Record extracts
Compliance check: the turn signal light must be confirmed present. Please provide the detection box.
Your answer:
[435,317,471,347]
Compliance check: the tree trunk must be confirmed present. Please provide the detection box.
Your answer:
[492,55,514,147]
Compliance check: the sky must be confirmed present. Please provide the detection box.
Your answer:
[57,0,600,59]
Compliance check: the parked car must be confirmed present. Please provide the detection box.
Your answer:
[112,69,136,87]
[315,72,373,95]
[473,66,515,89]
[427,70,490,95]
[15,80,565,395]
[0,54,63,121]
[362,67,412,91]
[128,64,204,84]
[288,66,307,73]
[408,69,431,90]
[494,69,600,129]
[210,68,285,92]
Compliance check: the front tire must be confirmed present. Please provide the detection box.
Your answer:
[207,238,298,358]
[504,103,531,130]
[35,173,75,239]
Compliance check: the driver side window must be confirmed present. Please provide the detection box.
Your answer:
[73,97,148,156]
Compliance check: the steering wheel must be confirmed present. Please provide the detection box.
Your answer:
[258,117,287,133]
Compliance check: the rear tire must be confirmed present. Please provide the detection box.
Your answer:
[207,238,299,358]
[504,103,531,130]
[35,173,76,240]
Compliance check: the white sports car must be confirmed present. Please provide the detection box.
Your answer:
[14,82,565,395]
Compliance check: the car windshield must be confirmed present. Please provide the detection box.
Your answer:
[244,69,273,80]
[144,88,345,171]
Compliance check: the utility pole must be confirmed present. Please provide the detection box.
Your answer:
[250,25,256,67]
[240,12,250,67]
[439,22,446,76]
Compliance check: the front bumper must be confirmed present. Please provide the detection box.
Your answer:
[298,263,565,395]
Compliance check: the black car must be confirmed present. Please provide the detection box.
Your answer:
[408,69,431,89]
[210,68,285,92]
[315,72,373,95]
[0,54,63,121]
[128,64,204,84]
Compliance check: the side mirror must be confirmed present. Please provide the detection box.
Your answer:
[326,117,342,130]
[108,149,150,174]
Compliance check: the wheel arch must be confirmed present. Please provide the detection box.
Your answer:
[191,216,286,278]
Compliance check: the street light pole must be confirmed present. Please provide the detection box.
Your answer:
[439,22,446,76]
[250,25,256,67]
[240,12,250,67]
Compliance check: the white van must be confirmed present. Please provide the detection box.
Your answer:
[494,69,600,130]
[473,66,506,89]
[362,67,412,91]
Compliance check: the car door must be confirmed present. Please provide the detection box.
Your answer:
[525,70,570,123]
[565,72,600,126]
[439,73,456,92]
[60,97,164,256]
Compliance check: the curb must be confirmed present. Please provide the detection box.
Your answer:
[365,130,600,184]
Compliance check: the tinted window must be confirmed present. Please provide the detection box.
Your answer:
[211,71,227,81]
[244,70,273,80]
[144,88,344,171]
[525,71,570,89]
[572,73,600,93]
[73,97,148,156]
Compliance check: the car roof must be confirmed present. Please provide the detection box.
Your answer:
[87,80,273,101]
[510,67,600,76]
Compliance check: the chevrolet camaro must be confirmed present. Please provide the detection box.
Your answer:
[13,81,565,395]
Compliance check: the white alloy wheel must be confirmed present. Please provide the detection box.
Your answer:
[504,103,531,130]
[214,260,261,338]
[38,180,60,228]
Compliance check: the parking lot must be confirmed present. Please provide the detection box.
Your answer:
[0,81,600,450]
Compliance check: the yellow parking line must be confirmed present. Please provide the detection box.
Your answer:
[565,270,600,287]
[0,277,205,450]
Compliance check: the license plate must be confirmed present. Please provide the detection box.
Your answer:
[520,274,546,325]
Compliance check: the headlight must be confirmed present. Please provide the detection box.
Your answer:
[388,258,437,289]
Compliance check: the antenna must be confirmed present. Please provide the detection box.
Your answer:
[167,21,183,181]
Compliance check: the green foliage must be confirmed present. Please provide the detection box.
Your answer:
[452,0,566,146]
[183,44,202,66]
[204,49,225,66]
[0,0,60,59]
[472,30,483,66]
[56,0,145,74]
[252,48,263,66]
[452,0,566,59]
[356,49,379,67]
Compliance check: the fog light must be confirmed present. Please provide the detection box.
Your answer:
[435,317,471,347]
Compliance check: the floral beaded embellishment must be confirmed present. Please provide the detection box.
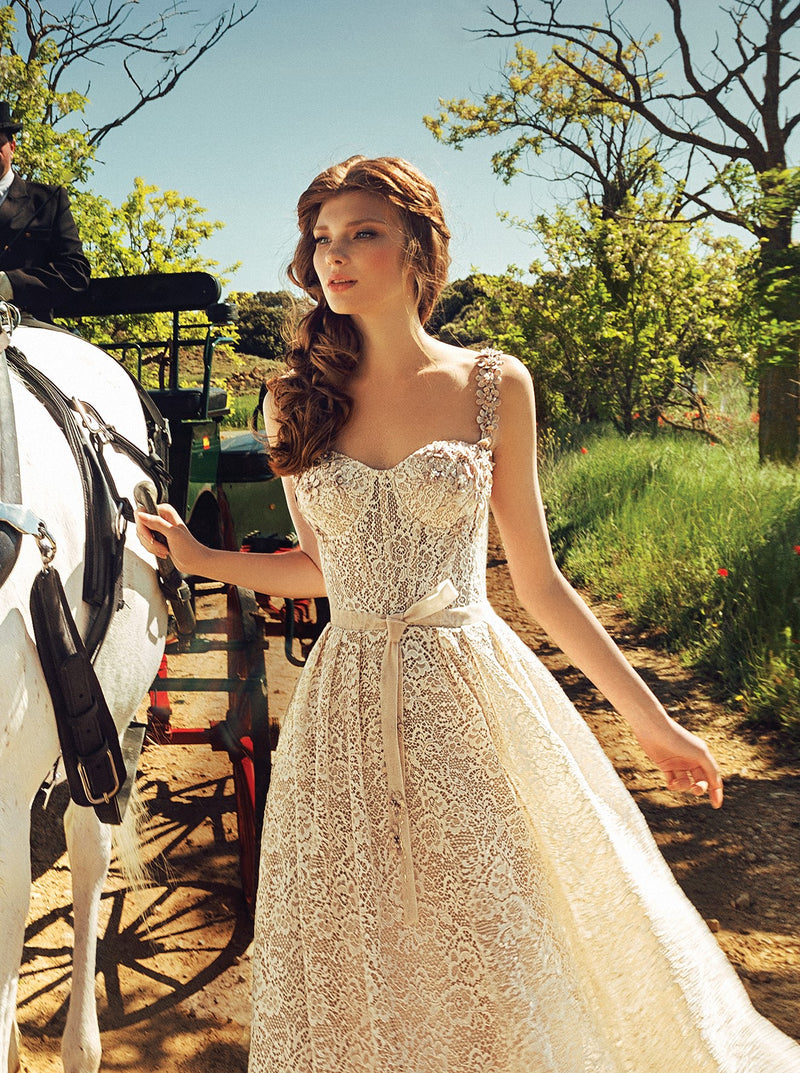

Directions for this task
Please rewrite all of the material above with "detection box" changed to "bounding box" and nothing else altered. Omit the pictures from your version.

The response
Compliance check: the turn signal light must be confirmed present. Please provide the bounding box.
Your answer:
[435,317,471,347]
Compliance check: the tree trunk must be confirmed present. Please provide the bounding box.
Your answer:
[492,55,514,147]
Compliance check: the sky must be confirmed present. Please provide the bounding box.
Your answer:
[57,0,600,59]
Compliance check: the parked car must be confirmed present. Please provide the bounding box.
Your answer:
[112,69,136,87]
[315,72,373,95]
[473,66,515,89]
[427,70,490,95]
[15,80,565,395]
[0,54,63,121]
[362,67,412,91]
[128,64,204,84]
[288,66,307,73]
[408,69,431,90]
[494,69,600,129]
[210,68,285,92]
Compliance check: the front tire must be confirmed present. Please provide the bounding box.
Your answer:
[207,238,298,358]
[504,103,531,130]
[35,173,75,239]
Compliance check: the driver side window must be confirmed present. Please provide the bounding box.
Your answer:
[73,97,148,156]
Compliance check: the steering wheel must be confirmed present. Please provide the bounding box.
Your answer:
[258,117,287,133]
Compliance check: the rear tire must be confirmed present. Please provide the bounding box.
Your answer:
[207,238,299,358]
[504,103,531,130]
[35,173,76,240]
Compliance check: the white sports car must be confirmed present. Please provide the bounding box.
Your answer:
[14,82,565,395]
Compliance check: the car windshield must be confirmed present. Please provide the bounding box.
Your answer:
[244,69,273,80]
[144,88,345,171]
Compliance check: the utility pole must be confirmed present. Please provide the bounding box.
Your answer:
[250,25,256,67]
[240,12,250,67]
[439,22,446,76]
Compliance check: the front bumper must be confirmed present. Please provide the bounding box.
Your answer:
[298,263,565,395]
Compliance check: the black car must be confirmed present. Please provide the bounding box.
Your answer:
[408,69,431,89]
[210,68,285,92]
[315,72,373,95]
[0,54,63,121]
[128,64,204,84]
Compliance check: the side mirror must be confirmed present. Please provide the bounding box.
Your answer:
[326,117,342,130]
[108,149,150,174]
Compliance check: the wheel arch must be confirmed present. Please provide the bounding box.
Your answer:
[191,216,286,278]
Compliance check: the street light pole must be confirmed present. Please provide the bounding box.
Your answer:
[439,22,446,76]
[250,25,256,67]
[240,12,250,67]
Compliance check: the white van must be confirmed present. Please provide the bounding box.
Your answer:
[494,69,600,130]
[473,66,506,89]
[362,67,412,91]
Compliance check: the car door must be confirmed present. Please provide the bounding box.
Your answer:
[525,70,570,123]
[565,72,600,126]
[439,73,456,92]
[60,97,164,256]
Compliance check: the curb must be confirmed present. Please provide the bounding box.
Your answer:
[365,130,600,184]
Compliance check: the tinted window must be confirmed present. Please provide the bounding box.
Your answer:
[211,71,227,81]
[244,70,273,80]
[144,88,344,171]
[525,71,570,89]
[572,73,600,93]
[73,97,148,156]
Compliance check: the car roof must be confirmed present. Please provide the bounding box.
Your answer:
[87,80,273,101]
[510,67,600,76]
Compliance check: the chevrolet camaro must be confirmed present. Please provide the bounding box.
Your answer:
[13,81,565,395]
Compliance check: the white alloy wheel must be confirmed present. Please provide the bounding box.
Your answer:
[504,103,531,130]
[214,260,261,338]
[38,180,60,228]
Compliance check: the parking lot must be confirmed present. Please provide the bounding box.
Your answer:
[0,81,600,450]
Compliance check: the yellow parking line must be confirmed present. Please provide the bounding box.
Your answer:
[565,270,600,287]
[0,277,205,450]
Compliance check: the license plate must be confirmed present. Please provide the bounding box.
Your answer:
[520,274,546,325]
Compliance check: the headlight must be confirmed present. Please provide the bounding box.
Your answer:
[388,258,437,289]
Compliance check: the antenna must be confirmed present. Please provide the bounding box.
Your answer:
[167,21,183,181]
Compliance check: the green foliage must be confirmed present. Please provide the bounding box.
Your answer:
[452,0,566,146]
[183,44,202,66]
[204,49,225,66]
[0,0,60,59]
[472,30,483,66]
[56,0,145,74]
[252,48,263,66]
[452,0,566,59]
[356,49,379,67]
Compliance check: the fog light must be confirmed present. Please provide the bounding box.
Your answer:
[435,317,471,347]
Compliance check: the floral beaded embellishment must be confirmed present. Please provide the bounding box.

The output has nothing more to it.